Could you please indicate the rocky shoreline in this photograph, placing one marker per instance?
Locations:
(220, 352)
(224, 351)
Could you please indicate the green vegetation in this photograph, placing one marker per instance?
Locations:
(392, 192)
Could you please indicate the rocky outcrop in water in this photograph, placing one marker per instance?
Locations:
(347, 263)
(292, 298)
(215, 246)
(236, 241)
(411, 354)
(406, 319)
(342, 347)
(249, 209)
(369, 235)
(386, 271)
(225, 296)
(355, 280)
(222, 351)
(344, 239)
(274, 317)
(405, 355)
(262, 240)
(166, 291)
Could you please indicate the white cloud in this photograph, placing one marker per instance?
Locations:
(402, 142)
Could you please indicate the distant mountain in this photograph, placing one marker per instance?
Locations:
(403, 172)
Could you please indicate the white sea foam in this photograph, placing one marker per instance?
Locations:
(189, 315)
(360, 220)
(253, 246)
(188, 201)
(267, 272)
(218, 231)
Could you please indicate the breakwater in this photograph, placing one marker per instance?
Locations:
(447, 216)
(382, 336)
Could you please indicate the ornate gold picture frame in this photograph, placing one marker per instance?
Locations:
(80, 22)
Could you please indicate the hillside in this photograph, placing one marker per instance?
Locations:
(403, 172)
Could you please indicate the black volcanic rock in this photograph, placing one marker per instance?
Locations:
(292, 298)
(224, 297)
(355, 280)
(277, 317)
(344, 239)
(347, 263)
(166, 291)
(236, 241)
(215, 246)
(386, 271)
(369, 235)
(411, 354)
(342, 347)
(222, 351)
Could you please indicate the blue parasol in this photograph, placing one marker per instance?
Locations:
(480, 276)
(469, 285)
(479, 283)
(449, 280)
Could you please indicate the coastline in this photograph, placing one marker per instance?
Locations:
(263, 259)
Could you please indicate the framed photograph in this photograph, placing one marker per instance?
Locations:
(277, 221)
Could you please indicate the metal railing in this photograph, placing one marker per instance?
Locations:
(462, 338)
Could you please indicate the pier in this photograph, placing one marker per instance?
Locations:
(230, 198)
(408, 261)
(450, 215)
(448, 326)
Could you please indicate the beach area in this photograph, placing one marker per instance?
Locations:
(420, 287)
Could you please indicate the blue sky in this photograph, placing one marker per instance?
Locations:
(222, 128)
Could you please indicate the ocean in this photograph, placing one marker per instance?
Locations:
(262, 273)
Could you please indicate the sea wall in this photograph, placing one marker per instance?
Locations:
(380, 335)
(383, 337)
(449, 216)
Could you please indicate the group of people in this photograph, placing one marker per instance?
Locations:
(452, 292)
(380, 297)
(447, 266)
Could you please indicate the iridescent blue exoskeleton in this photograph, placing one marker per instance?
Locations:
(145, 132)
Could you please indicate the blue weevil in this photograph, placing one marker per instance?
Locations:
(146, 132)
------------------------
## Work required
Give back the data above word for word.

## Answer to the problem
Could you please indicate the rocky shoreline in this photograph, placing one marker per instance?
Locations:
(220, 352)
(224, 351)
Could you please indicate the green vegetation in this photograph, placing one marker per instance?
Locations:
(392, 192)
Could you please indicate the rocky outcrop in water in this photograph, placing one marker per instance?
Locations:
(347, 263)
(292, 298)
(215, 246)
(236, 241)
(411, 354)
(406, 319)
(342, 347)
(249, 209)
(369, 235)
(386, 271)
(225, 296)
(355, 280)
(222, 351)
(344, 239)
(274, 317)
(405, 355)
(262, 240)
(166, 291)
Could you please indicate the white cloud in this photograph, placing one marker per instance?
Locations:
(402, 142)
Could you please indicate the distant mountain in this photograph, placing one marker per instance?
Locations:
(403, 172)
Could you please indicate the white sea foam in this photograph, placing one marker per instance?
Locations:
(189, 315)
(360, 220)
(253, 246)
(188, 201)
(267, 272)
(218, 231)
Could you please indicate the breakwater in this photograph, placing one marker per instance?
Locations:
(447, 216)
(382, 336)
Could you please indicate the ornate gold picture frame in this photograph, placing one marker per instance?
Locations:
(80, 22)
Could you please indicate the hillside in this photograph, placing one marker per instance?
Locations:
(403, 172)
Could you please indicate the black volcanic rock in this photograph, placing one marker per instance?
Locations:
(292, 298)
(224, 297)
(355, 280)
(277, 317)
(344, 239)
(347, 263)
(166, 291)
(236, 241)
(215, 246)
(386, 271)
(369, 235)
(411, 354)
(342, 347)
(222, 351)
Could you please indicate the blue parasol in this photograph, placing one marker per instance?
Locations:
(480, 276)
(469, 285)
(479, 283)
(449, 280)
Could you please indicate the coastline in this photograph, placing one marker per instance?
Locations:
(263, 259)
Could you please indicate the framed photograph in this photograph, placing one marker per instance?
Locations:
(277, 221)
Could you please indicate the metal railing in this photograph, placing one marker per instance?
Locations:
(462, 338)
Could you please indicate the pier in this photograph, placing one marker per instance?
Locations:
(230, 198)
(408, 261)
(450, 215)
(448, 326)
Could you please indicate the beach area in this photograph, placing one marker per instance?
Locations:
(420, 287)
Could you please indicate the blue sky in this photograph, placing one marker per instance?
Locations:
(222, 128)
Could you please indicate the ocean in this photograph, placing one marker per instance?
Locations:
(262, 273)
Could you please indicate the sea wall in this photograph, placing one marker per instance?
Locations:
(380, 335)
(383, 337)
(449, 216)
Could you please indicate the group of people in this photograph, placing one marker per instance?
Locations:
(452, 292)
(380, 297)
(447, 266)
Could you please indicate the iridescent blue exoskeleton in this photograph, placing one marker per instance?
Locations:
(145, 132)
Could you please indicate the blue weevil in this photograph, placing one marker per instance?
Locations:
(146, 132)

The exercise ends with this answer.